_GIVEN INSTRUCTION_
Copy out the records verbatim, from the line containing "silhouette, one point per instance in this photo." through the line containing "Phrase: hill silhouette", both lines included.

_SUPPLIED RECORDS_
-------------------------

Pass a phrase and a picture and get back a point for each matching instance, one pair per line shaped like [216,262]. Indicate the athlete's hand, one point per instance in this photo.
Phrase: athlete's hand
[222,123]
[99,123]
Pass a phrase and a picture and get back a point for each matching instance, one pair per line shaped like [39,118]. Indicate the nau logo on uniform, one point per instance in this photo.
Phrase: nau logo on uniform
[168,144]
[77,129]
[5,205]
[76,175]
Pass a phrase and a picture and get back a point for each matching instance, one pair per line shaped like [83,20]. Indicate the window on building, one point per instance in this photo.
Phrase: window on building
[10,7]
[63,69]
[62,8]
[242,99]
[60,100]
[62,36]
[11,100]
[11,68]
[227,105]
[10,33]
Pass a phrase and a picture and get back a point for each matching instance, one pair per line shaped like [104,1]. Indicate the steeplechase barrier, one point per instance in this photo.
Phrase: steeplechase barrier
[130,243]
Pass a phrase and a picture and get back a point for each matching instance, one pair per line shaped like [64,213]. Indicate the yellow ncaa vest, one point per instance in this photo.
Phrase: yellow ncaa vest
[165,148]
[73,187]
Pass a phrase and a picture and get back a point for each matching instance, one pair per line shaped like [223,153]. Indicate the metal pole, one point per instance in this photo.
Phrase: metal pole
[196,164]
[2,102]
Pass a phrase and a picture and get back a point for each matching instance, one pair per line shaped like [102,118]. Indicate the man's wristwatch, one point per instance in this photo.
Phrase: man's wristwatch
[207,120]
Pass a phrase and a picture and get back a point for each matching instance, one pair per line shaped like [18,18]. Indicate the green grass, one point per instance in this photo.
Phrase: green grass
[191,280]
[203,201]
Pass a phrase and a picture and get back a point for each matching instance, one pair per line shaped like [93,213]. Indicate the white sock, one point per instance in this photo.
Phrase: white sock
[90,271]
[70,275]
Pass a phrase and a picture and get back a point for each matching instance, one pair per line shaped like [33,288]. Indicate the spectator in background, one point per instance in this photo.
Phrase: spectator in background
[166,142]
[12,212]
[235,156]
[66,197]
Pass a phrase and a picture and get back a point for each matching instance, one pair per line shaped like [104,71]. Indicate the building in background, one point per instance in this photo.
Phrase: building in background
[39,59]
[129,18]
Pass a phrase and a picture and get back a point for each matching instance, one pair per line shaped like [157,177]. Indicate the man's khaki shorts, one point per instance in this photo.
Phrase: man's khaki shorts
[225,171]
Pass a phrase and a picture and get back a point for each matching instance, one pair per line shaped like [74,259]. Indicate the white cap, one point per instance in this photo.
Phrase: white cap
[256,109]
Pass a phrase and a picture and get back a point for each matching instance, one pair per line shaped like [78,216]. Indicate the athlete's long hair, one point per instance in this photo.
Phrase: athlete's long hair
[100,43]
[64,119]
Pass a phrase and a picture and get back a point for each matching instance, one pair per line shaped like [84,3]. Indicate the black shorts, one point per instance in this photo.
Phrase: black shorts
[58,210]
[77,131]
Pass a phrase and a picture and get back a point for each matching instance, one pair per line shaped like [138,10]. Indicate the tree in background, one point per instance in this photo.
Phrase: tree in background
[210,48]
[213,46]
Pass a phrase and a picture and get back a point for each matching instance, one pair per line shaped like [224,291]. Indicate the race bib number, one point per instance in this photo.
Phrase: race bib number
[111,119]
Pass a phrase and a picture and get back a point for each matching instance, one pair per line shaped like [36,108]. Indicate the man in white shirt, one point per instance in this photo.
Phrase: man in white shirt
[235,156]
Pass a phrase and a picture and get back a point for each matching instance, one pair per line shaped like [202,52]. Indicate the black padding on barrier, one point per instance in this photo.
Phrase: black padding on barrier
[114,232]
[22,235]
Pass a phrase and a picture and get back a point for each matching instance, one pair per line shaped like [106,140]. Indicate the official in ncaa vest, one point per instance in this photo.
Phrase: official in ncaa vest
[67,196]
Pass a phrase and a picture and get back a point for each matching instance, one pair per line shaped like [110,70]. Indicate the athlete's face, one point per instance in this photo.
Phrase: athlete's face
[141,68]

-------------------------

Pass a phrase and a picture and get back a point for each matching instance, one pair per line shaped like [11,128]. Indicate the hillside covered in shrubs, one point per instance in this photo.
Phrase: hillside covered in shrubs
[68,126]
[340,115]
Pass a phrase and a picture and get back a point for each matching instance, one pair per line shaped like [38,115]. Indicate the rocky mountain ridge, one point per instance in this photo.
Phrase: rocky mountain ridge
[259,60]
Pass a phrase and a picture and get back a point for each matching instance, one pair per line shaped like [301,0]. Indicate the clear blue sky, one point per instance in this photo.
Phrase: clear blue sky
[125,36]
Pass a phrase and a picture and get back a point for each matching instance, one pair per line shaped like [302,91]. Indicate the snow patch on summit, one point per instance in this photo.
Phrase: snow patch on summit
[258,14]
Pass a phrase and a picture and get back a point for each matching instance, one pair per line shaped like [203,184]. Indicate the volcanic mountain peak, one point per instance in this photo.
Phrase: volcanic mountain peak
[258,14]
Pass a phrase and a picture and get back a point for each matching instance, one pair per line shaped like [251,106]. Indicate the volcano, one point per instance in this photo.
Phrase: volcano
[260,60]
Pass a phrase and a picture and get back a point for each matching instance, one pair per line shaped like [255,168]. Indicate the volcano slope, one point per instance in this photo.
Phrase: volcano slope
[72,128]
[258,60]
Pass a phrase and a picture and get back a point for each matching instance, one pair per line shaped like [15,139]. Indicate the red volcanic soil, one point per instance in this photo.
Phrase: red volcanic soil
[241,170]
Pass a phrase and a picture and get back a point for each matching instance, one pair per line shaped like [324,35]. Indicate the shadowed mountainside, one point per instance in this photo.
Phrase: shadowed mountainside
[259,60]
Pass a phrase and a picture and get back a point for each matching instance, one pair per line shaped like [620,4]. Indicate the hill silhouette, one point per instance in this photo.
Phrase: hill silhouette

-------------------------

_COMPLETE OUTPUT_
Pass a phrase and a picture and get back a point for each matching instance, one pair per line shaped like [620,4]. Indicate the hill silhouette, one point per instance in this photo.
Phrase: hill silhouette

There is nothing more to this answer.